__Excerpt provided__:
Bug #14804
closedGzipReader cannot read Freebase dump (but gzcat/zless can)
Description
This is likely related to https://stackoverflow.com/questions/35354951/gzipstream-quietly-fails-on-large-file-stream-ends-at-2gb (and its accepted answer).
The file in question: http://commondatastorage.googleapis.com/freebase-public/rdf/freebase-rdf-latest.gz
(watch out, it's 30Gb compressed!)
Steps to reproduce:
require "zlib"
Zlib::GzipReader.open("freebase-rdf-latest.gz") { |f| f.each_line.count }
# => 14374340
However, the correct answer is different:
$ gzcat freebase-rdf-latest.gz | wc -l
3130753066
Another experiment showed that the last f.tell
was 1945715682
, while there's considerably more bytes in the uncompressed version. This fits well with the Stack Overflow report from C# linked above, which states the first "substream" contains exactly that many bytes.
If this is a hard constraint from the wrapped library (and thus should be fixed upstream), at least the documentation should mention it.

__Task 1__:
Answer these questions about the GzipReader bug report:
(a) How large is the compressed Freebase dump file stated to be?
(b) What line count did Zlib::GzipReader produce for the file?
(c) What line count did gzcat piped to wc -l produce?
__Task 2__:
Continue the GzipReader bug report, starting after its final sentence.

__Listing__:
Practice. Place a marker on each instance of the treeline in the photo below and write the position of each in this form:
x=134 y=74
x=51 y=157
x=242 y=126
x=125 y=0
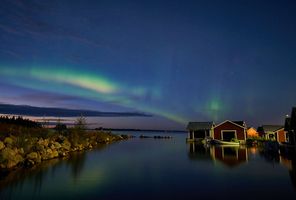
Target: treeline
x=19 y=121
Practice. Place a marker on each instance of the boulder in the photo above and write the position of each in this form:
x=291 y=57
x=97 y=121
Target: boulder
x=55 y=154
x=66 y=145
x=10 y=158
x=32 y=156
x=8 y=141
x=2 y=145
x=57 y=145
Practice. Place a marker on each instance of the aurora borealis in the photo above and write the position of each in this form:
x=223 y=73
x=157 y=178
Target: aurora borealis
x=178 y=61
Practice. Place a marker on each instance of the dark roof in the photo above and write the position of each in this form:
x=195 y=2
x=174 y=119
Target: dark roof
x=241 y=123
x=238 y=123
x=271 y=128
x=199 y=125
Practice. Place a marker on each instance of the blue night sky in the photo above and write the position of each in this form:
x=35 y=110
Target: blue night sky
x=178 y=61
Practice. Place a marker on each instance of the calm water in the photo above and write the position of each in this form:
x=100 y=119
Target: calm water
x=157 y=169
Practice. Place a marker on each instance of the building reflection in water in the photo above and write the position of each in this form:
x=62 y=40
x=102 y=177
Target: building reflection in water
x=289 y=161
x=228 y=155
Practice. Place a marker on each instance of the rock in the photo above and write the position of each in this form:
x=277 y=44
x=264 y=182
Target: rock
x=2 y=145
x=66 y=145
x=9 y=158
x=57 y=145
x=21 y=151
x=43 y=142
x=32 y=156
x=52 y=146
x=8 y=141
x=55 y=154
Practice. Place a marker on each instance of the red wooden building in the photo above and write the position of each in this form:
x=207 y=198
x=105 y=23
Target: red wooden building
x=229 y=130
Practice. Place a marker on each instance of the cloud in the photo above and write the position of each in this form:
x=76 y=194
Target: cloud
x=61 y=112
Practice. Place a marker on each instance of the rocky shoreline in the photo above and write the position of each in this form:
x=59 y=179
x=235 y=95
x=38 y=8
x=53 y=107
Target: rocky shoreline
x=27 y=151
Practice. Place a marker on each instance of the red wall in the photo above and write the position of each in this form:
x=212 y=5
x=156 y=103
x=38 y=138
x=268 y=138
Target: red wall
x=229 y=126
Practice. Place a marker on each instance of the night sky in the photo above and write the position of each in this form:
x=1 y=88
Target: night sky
x=178 y=61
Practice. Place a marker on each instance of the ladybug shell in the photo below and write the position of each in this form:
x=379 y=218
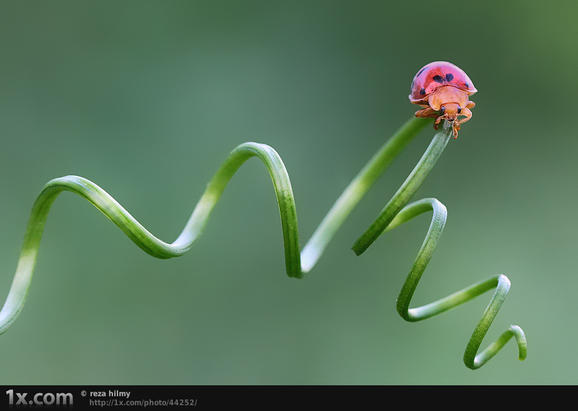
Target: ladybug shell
x=435 y=75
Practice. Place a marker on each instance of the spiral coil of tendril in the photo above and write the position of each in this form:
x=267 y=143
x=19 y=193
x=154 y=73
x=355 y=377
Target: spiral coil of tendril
x=396 y=212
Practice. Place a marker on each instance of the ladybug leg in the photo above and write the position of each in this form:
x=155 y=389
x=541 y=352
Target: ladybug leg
x=426 y=113
x=467 y=115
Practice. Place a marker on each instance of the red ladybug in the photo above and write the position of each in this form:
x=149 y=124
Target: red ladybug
x=443 y=89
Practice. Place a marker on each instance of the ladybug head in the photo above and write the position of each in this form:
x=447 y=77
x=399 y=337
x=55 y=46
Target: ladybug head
x=450 y=111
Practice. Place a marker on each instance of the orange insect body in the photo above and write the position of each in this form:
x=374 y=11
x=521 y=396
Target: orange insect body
x=443 y=90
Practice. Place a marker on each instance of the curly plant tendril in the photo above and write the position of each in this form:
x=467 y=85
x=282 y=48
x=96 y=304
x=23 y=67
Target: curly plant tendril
x=395 y=213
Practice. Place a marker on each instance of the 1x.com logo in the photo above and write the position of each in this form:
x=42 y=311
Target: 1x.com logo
x=39 y=398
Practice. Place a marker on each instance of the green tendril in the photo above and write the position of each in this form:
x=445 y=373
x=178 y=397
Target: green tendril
x=396 y=212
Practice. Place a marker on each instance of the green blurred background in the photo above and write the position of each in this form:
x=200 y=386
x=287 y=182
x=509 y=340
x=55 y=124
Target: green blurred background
x=147 y=98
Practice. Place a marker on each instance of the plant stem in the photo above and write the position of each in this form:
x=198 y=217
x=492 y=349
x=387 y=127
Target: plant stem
x=395 y=213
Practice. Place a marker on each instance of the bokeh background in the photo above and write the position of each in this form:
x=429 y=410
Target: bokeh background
x=147 y=98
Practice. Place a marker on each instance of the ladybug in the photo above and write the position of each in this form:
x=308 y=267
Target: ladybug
x=443 y=90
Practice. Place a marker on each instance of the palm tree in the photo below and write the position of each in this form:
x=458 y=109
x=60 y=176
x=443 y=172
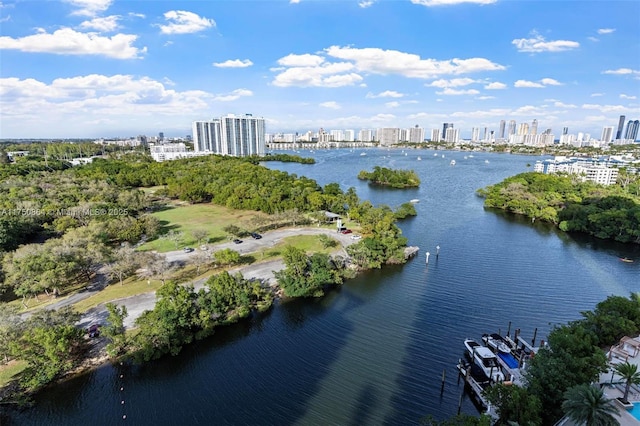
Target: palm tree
x=630 y=374
x=587 y=405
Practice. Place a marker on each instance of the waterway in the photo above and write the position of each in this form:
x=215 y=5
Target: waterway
x=372 y=352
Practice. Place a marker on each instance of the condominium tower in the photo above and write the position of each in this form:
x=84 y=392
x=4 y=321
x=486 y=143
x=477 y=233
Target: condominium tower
x=235 y=135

__Exercise result 1__:
(a) 30Gb compressed.
(b) 14374340.
(c) 3130753066.

__Exercise result 2__:
Updated by amadan (Goran Topic) over 6 years ago
(Note that f.each_line.count
would return the wrong result anyway, due to https://bugs.ruby-lang.org/issues/14805 , since 3130753066 is outside int32 range, but it doesn't have the chance to do so, on account of stopping prematurely.)
Updated by jeremyevans0 (Jeremy Evans) about 5 years ago
- Related to Bug #9790: Zlib::GzipReader only decompressed the first of concatenated files added
Updated by jeremyevans0 (Jeremy Evans) over 4 years ago
- Status changed from Open to Closed
This can now be handled using Zlib::GzipReader.zcat
, which was recently added to zlib.